§ PROMPT
All lines below are to be transcribed exactly.

(DATA SUPPLIED)

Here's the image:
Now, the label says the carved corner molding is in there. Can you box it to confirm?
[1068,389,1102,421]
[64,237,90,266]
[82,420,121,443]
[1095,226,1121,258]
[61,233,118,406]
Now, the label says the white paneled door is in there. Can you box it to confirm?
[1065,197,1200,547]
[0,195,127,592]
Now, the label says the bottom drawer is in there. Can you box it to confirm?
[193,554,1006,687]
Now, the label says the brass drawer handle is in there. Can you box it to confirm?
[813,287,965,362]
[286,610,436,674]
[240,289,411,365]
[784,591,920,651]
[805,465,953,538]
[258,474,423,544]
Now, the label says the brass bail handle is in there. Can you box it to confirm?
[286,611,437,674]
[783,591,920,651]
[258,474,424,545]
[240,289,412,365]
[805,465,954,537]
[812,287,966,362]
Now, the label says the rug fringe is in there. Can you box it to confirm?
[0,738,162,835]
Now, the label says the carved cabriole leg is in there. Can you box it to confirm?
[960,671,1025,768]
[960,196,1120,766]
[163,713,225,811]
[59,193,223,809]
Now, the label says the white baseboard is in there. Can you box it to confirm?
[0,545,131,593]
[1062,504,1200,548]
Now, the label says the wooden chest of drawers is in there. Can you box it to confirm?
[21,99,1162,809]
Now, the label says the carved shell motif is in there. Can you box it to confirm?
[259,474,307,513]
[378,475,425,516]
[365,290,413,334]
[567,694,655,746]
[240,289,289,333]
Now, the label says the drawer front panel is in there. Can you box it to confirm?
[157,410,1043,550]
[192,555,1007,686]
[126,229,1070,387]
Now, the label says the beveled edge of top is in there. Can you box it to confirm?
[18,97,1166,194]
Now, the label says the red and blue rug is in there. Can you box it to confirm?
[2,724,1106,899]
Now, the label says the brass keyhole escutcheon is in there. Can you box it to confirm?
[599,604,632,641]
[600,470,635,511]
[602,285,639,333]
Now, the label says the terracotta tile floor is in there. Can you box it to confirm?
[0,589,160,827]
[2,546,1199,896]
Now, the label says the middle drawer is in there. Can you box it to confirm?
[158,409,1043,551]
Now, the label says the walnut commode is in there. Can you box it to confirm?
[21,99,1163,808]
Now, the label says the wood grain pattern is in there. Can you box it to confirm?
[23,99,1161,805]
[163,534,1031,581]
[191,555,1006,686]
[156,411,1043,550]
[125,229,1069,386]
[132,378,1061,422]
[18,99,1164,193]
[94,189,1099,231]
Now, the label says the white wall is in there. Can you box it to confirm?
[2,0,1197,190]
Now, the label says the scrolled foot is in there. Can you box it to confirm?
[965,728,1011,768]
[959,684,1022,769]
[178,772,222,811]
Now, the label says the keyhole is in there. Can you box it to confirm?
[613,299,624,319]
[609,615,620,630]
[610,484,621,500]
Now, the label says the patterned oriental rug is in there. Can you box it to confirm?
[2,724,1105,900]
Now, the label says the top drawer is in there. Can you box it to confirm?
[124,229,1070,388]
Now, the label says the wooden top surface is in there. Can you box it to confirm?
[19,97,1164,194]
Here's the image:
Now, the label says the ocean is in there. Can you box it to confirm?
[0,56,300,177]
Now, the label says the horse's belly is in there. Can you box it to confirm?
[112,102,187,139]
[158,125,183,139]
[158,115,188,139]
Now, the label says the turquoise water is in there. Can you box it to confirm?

(End DATA SUPPLIED)

§ RESULT FOR THIS EXERCISE
Here's the image:
Now, the label says the carved corner molding is in there. Can you box it to confirm?
[1068,389,1102,421]
[64,237,90,266]
[82,420,121,443]
[1095,226,1121,258]
[61,233,118,406]
Now, the label says the white paneled door is in there. Can you box it to confirm?
[1065,197,1200,547]
[0,195,127,592]
Now, the label says the bottom drawer is in there. Can you box it to confirm?
[193,554,1006,687]
Now, the label says the brass drawer handle is in there. Can you box it to confirm?
[813,287,965,362]
[286,610,436,674]
[240,289,411,365]
[784,591,920,651]
[805,465,953,538]
[258,474,423,544]
Now, the label says the brass bail handle is in there. Can you box it to confirm?
[286,611,437,674]
[783,591,920,651]
[258,474,424,545]
[240,289,412,365]
[805,465,954,537]
[812,287,966,362]
Now, the label says the rug fringe is in there. Can you box it to confirm?
[0,738,162,835]
Now, the label says the carved cabriole leg is in there. Can you box it to confirm?
[960,671,1025,768]
[960,196,1120,766]
[163,713,225,811]
[59,193,223,809]
Now, the label says the white baseboard is in there. Can you box it to confirm?
[0,545,131,593]
[1062,504,1200,548]
Now, the label says the wooden chest of drawers is in there. Can you box it to confirm?
[21,99,1162,809]
Now, the label says the carved shell motif is in there. Can you box it to confirm?
[259,474,307,513]
[378,475,425,516]
[365,290,413,334]
[567,694,655,746]
[240,289,289,333]
Now, the label says the drawer front panel is in there. Can you box it to confirm?
[157,410,1043,550]
[192,555,1007,686]
[126,229,1070,387]
Now, the label says the beveled edge of top is in there. Can you box it to confirm?
[18,97,1166,194]
Now, the label says the red and blue rug is in there. Can you box it to confirm?
[2,724,1106,899]
Now, the label says the brass keyhole escutcheon is in there. Can you box it to confirm?
[599,604,632,641]
[600,470,635,511]
[602,285,639,333]
Now, the label says the terracotta tile floor is in there. Can you box it to confirm?
[0,589,160,827]
[2,546,1199,896]
Now, the label says the middle drawer is in there. Can you box it to confirm?
[158,409,1043,551]
Now, the label says the walnut commode is in there. Can you box it to confirm?
[21,99,1163,808]
Now, the label says the wood grain pattern is in there. Can you box it to confirm?
[23,99,1161,805]
[163,534,1031,581]
[191,555,1006,686]
[156,411,1043,550]
[125,229,1069,386]
[132,378,1061,422]
[18,99,1164,193]
[94,189,1099,231]
Now, the label says the white wall is in there. Can you box it to confirm?
[2,0,1197,190]
Now, the label says the scrolled foot is in there. Can you box it to confirm?
[965,728,1011,768]
[959,684,1022,769]
[178,772,222,811]
Now, the label says the keyhole is in there. Can you box it to confirm?
[613,299,624,319]
[609,615,620,630]
[610,484,621,500]
Now, the label says the patterned oriental rug is in there. Can you box it to confirm?
[2,724,1105,900]
Now, the label says the top drawer is in there. Can you box it to confirm?
[124,229,1070,388]
Now, the label says the wooden top surface is in there. Can you box it to confirm?
[19,97,1164,194]
Here's the image:
Now, the label says the ocean is in there. Can you box it to confirm?
[0,56,300,177]
Now, the label says the horse's belly is in there. Can you box it to confirm?
[112,102,187,139]
[158,125,183,139]
[158,115,188,139]
Now, the label says the turquoise water is in there. Can you box it to confirm?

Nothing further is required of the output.